BEGIN Records for this task
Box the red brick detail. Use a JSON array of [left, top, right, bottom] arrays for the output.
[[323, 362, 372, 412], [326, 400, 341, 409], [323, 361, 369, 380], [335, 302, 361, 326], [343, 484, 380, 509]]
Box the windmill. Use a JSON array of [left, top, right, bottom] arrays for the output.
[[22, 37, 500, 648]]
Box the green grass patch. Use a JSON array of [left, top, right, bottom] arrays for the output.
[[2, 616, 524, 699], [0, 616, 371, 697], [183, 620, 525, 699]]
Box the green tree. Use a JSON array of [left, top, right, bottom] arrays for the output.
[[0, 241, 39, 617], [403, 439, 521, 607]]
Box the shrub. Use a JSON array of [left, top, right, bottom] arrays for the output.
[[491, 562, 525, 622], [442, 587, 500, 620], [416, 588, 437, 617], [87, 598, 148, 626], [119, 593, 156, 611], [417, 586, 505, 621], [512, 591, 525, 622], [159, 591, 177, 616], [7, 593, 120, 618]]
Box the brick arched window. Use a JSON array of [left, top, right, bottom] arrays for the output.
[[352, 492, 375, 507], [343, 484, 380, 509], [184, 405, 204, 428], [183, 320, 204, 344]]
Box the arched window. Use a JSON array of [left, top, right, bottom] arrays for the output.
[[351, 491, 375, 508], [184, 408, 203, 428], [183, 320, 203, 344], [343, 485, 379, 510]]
END Records for this task
Counting the line that contains "Box the shrub." as the first, copy exactly every line through the end of the records, and nothing else.

Box the shrub. Use a JSON array of [left, top, right, bottom] arrays for the output.
[[491, 562, 525, 622], [442, 587, 500, 620], [416, 588, 437, 617], [87, 598, 148, 626], [119, 593, 156, 611], [417, 586, 505, 621], [512, 591, 525, 622], [159, 591, 177, 616], [7, 593, 120, 618]]
Box the brick arched window. Use a JSON array of [left, top, right, bottom] arrays for the output.
[[352, 492, 375, 507], [343, 484, 380, 509], [184, 405, 204, 428], [183, 320, 204, 344]]
Box the arched window. Use a JSON array of [left, top, right, bottom] arrays for the output.
[[351, 491, 375, 508], [184, 408, 203, 428], [183, 320, 203, 344], [343, 485, 379, 510]]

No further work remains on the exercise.